### What is required
Could you return each of the entries below word for word, leaving out the pictures?

Rows from a box labeling dataset
____________________

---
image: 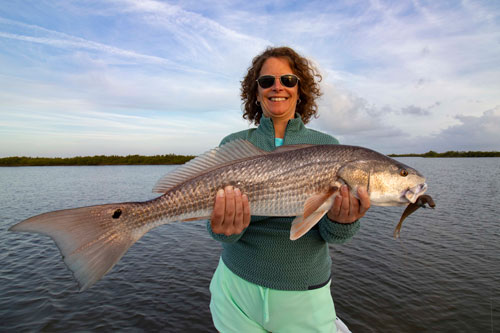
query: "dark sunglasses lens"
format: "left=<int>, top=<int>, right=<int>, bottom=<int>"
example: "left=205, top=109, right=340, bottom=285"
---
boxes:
left=257, top=75, right=274, bottom=89
left=280, top=75, right=298, bottom=88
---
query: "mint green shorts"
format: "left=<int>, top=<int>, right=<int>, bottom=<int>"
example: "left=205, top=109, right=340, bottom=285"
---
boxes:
left=210, top=259, right=337, bottom=333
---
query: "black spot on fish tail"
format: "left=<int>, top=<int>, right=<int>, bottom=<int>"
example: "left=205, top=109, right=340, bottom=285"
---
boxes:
left=112, top=208, right=122, bottom=219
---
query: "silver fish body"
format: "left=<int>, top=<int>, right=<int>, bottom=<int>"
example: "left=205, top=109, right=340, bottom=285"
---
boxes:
left=10, top=140, right=427, bottom=290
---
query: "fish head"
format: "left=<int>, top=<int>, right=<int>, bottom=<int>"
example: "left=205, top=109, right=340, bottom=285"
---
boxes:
left=338, top=156, right=427, bottom=206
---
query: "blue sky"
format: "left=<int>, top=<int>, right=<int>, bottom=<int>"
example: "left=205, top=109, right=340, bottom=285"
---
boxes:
left=0, top=0, right=500, bottom=157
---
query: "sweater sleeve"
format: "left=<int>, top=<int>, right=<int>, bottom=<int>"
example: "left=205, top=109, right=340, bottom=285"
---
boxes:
left=319, top=215, right=361, bottom=244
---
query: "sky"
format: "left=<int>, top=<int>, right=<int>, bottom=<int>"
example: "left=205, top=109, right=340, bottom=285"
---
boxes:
left=0, top=0, right=500, bottom=157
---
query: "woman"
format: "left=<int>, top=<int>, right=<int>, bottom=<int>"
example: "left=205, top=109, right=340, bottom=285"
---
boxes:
left=207, top=47, right=370, bottom=332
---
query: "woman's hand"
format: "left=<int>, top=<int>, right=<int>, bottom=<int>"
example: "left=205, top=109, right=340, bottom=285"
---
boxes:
left=327, top=185, right=370, bottom=224
left=210, top=186, right=250, bottom=236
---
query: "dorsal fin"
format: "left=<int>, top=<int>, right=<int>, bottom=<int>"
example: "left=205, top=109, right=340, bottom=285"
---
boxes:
left=153, top=139, right=271, bottom=193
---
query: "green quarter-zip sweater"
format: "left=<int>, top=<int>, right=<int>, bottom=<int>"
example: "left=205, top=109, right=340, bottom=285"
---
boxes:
left=207, top=115, right=360, bottom=290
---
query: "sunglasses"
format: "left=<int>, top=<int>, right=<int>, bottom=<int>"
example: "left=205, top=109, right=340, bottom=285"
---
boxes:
left=256, top=74, right=299, bottom=89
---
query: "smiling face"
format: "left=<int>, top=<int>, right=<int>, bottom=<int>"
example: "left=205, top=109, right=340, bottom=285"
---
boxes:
left=257, top=58, right=300, bottom=121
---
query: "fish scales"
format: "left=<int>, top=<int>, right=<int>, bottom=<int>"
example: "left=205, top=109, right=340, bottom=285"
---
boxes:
left=10, top=140, right=432, bottom=290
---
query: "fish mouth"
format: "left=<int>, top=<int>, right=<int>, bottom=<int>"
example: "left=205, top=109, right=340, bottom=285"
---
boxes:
left=403, top=183, right=427, bottom=203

____________________

### Full response
---
image: 
query: "dark sunglasses lens"
format: "left=<int>, top=<int>, right=<int>, bottom=<int>"
example: "left=205, top=109, right=340, bottom=285"
---
boxes:
left=257, top=75, right=274, bottom=89
left=280, top=75, right=298, bottom=88
---
query: "mint green shorts"
format: "left=<int>, top=<int>, right=<int>, bottom=<int>"
example: "left=205, top=109, right=340, bottom=285"
---
boxes:
left=210, top=259, right=337, bottom=333
---
query: "black spot on fish tail"
format: "left=<int>, top=<int>, right=<int>, bottom=<int>"
example: "left=205, top=109, right=340, bottom=285"
---
boxes:
left=112, top=208, right=122, bottom=219
---
query: "silver fish body"
format: "left=<int>, top=<int>, right=<int>, bottom=<int>"
example: "left=205, top=109, right=340, bottom=285"
---
boxes:
left=10, top=140, right=427, bottom=290
---
query: "fish head"
format: "left=<int>, top=<int>, right=<int>, bottom=<int>"
example: "left=205, top=109, right=340, bottom=285"
---
boxes:
left=338, top=156, right=427, bottom=206
---
query: "blue sky"
format: "left=<int>, top=<int>, right=<int>, bottom=<int>"
example: "left=205, top=109, right=340, bottom=285"
---
boxes:
left=0, top=0, right=500, bottom=157
---
query: "sweater sleeve"
format: "left=<int>, top=<int>, right=<int>, bottom=<int>"
example: "left=205, top=109, right=340, bottom=285"
---
boxes:
left=319, top=215, right=361, bottom=244
---
query: "sky"
format: "left=<int>, top=<int>, right=<int>, bottom=<int>"
example: "left=205, top=109, right=340, bottom=285"
---
boxes:
left=0, top=0, right=500, bottom=157
---
query: "woman"
format: "left=<int>, top=<int>, right=<int>, bottom=<int>"
example: "left=205, top=109, right=340, bottom=285"
---
boxes:
left=207, top=47, right=370, bottom=332
---
query: "woman's hand"
format: "left=<int>, top=<int>, right=<int>, bottom=<int>"
example: "left=205, top=109, right=340, bottom=285"
---
boxes:
left=327, top=185, right=370, bottom=224
left=210, top=186, right=250, bottom=236
---
query: "dorsal fin"
format: "left=<int>, top=<int>, right=<int>, bottom=<int>"
example: "left=205, top=109, right=340, bottom=285"
---
boxes:
left=153, top=139, right=271, bottom=193
---
query: "green quarter-zip sweater"
format: "left=<int>, top=<int>, right=<int>, bottom=<int>"
example: "left=205, top=109, right=340, bottom=285"
---
boxes:
left=207, top=115, right=360, bottom=290
---
query: "sunglasses"
format: "left=<int>, top=<int>, right=<int>, bottom=<int>"
example: "left=205, top=109, right=340, bottom=285"
---
boxes:
left=256, top=74, right=299, bottom=89
---
query: "smiling face"
format: "left=<int>, top=<int>, right=<int>, bottom=<int>"
example: "left=205, top=109, right=340, bottom=285"
---
boxes:
left=257, top=58, right=300, bottom=121
---
query: "fish scales"
format: "left=<int>, top=<int>, right=<int>, bottom=<int>"
example: "left=205, top=109, right=340, bottom=285"
---
boxes:
left=10, top=140, right=432, bottom=290
---
query: "fish mouth"
format: "left=<int>, top=<int>, right=<int>, bottom=<int>"
example: "left=205, top=109, right=340, bottom=285"
---
boxes:
left=403, top=183, right=427, bottom=203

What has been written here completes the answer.